#### STATED EXERCISE:
Below are the records. Restate word for word every line from the one that contains "the blue sky" through the final line, both included.
[Begin]
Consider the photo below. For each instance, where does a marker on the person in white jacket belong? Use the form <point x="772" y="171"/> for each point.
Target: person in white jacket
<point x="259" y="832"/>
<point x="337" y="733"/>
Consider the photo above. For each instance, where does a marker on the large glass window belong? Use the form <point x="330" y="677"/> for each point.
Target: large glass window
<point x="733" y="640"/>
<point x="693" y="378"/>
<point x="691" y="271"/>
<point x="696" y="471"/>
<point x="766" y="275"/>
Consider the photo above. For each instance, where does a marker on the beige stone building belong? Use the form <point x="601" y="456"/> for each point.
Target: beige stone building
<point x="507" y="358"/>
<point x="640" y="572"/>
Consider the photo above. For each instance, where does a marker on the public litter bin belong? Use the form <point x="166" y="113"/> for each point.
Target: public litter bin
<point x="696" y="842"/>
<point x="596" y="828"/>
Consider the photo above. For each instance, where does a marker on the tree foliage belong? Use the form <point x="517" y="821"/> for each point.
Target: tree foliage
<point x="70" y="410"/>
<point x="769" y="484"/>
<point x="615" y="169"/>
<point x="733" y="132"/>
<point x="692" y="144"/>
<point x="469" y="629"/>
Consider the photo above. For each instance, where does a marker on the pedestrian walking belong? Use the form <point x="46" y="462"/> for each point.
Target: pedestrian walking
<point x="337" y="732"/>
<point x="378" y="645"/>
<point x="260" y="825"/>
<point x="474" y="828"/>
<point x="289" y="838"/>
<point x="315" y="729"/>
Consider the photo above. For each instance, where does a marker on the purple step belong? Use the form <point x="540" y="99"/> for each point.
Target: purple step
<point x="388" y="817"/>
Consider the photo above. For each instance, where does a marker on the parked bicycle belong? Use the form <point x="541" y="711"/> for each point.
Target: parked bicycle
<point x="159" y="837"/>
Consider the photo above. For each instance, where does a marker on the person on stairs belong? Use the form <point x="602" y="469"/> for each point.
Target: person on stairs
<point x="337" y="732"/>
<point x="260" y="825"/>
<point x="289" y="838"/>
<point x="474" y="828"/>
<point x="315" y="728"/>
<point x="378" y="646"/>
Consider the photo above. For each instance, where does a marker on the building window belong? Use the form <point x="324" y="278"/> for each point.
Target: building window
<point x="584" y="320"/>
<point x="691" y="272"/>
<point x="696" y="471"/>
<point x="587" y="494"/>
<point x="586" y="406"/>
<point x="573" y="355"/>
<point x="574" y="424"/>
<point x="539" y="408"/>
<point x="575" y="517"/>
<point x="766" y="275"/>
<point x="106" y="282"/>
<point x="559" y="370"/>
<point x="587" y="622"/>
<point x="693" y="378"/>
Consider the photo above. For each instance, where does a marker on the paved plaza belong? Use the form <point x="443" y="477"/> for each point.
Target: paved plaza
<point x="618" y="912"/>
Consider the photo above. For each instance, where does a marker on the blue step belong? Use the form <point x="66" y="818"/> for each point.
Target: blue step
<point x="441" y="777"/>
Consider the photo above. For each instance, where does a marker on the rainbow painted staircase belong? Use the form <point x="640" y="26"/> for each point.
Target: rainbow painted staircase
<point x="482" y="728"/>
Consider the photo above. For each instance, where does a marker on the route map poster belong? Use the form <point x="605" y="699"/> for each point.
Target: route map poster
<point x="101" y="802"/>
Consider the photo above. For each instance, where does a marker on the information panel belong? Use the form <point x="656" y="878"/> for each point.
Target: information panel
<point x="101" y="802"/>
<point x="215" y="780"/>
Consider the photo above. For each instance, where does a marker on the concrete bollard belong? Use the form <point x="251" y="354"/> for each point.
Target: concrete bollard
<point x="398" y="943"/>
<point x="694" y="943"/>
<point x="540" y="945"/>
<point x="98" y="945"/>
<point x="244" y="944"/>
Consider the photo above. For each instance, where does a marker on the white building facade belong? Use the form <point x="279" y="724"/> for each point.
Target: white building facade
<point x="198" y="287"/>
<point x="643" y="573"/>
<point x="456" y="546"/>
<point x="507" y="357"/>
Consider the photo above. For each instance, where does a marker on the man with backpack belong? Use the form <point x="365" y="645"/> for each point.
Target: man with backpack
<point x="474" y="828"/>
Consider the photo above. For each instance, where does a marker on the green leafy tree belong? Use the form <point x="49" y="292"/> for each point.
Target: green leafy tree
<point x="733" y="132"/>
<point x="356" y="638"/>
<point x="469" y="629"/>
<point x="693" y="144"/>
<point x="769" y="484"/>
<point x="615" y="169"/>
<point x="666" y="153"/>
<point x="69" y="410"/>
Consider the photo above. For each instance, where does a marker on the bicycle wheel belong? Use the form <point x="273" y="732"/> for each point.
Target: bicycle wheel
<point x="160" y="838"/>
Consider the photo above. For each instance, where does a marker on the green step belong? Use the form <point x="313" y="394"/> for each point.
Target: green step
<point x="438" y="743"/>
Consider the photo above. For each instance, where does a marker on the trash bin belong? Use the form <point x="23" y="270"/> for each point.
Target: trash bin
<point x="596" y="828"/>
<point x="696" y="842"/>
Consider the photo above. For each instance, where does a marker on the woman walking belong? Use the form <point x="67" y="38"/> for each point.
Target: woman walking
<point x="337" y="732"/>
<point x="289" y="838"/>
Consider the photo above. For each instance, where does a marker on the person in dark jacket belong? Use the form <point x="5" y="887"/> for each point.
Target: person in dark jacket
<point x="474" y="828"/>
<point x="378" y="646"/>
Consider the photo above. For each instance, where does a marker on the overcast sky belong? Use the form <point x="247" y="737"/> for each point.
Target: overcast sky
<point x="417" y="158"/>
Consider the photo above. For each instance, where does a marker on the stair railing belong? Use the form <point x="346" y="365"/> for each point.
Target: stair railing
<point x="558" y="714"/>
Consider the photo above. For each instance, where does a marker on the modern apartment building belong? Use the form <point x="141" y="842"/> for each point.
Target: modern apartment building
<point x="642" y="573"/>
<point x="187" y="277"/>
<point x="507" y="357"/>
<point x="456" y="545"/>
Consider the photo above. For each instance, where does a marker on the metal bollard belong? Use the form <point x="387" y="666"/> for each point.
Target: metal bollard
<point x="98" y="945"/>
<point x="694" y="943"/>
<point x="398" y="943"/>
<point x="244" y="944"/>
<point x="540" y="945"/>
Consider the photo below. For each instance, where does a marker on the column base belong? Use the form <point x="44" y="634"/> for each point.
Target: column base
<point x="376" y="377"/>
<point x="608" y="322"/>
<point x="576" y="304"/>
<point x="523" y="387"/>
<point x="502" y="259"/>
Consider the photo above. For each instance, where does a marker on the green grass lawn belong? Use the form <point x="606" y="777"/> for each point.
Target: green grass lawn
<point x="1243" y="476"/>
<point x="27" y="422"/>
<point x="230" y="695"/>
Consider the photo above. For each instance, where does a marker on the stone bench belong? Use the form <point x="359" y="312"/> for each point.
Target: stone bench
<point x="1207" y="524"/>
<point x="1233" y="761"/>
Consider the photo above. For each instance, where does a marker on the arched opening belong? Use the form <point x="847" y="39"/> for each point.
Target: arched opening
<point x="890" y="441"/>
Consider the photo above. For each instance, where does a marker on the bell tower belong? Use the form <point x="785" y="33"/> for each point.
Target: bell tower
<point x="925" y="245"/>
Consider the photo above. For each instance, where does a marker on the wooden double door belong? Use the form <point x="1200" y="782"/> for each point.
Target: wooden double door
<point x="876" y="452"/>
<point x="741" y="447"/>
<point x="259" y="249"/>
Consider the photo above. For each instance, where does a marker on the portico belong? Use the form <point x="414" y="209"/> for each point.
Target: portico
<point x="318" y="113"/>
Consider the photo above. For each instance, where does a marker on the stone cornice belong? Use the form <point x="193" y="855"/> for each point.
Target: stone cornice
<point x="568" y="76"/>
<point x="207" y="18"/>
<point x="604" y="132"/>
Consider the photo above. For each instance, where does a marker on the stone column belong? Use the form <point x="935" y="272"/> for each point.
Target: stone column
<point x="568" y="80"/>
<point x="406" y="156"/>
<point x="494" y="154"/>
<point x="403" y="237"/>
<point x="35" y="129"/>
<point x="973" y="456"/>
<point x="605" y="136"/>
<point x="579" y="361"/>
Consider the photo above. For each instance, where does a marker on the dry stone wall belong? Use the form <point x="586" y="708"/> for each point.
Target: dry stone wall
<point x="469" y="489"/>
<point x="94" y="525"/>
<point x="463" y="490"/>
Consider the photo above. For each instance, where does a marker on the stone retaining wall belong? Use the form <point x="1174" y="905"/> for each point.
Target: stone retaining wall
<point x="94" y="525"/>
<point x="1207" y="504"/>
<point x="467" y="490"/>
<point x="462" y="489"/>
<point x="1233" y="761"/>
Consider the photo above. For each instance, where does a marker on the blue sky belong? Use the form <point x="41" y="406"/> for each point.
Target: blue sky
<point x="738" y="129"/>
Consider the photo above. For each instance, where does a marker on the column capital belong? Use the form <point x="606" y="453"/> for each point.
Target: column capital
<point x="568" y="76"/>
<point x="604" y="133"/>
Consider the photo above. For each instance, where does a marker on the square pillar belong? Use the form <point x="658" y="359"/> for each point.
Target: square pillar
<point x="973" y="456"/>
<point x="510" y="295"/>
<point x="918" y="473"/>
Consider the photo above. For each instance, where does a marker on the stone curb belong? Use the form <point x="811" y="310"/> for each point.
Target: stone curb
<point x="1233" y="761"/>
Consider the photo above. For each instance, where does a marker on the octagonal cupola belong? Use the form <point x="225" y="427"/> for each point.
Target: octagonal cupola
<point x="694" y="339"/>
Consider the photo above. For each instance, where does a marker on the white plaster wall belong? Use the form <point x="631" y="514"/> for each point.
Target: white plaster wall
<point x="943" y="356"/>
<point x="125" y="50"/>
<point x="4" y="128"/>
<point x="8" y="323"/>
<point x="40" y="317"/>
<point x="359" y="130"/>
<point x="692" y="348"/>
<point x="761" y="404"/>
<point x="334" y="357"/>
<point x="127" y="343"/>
[End]
#### EXERCISE SOLUTION:
Consider the photo above. For each instance, where does a marker on the blue sky belong? Use the form <point x="41" y="406"/> for each point.
Target: blue sky
<point x="738" y="129"/>
Consider the photo above. For each instance, where does a marker on the column capital belong? Use the form <point x="606" y="453"/> for each point.
Target: column capital
<point x="568" y="76"/>
<point x="604" y="133"/>
Consider the photo above. For each instance, where does a marker on the square pillar belong? Use the form <point x="658" y="359"/> for each point.
Target: square pillar
<point x="973" y="456"/>
<point x="510" y="295"/>
<point x="918" y="473"/>
Consider the photo above. For each instance, where does a marker on the stone curb belong? Use the form <point x="811" y="310"/> for each point.
Target: stone curb
<point x="1233" y="761"/>
Consider the photo above. For each instance, where does a marker on the octagonal cupola belong? Use the form <point x="225" y="427"/> for each point.
Target: octagonal cupola
<point x="694" y="339"/>
Consider the photo above. For each instance, where does a marker on the white plaster wall belong? Use the form <point x="631" y="514"/> for each point.
Target: white plaster wall
<point x="943" y="356"/>
<point x="125" y="50"/>
<point x="4" y="128"/>
<point x="8" y="323"/>
<point x="40" y="317"/>
<point x="359" y="130"/>
<point x="692" y="348"/>
<point x="761" y="404"/>
<point x="334" y="357"/>
<point x="127" y="343"/>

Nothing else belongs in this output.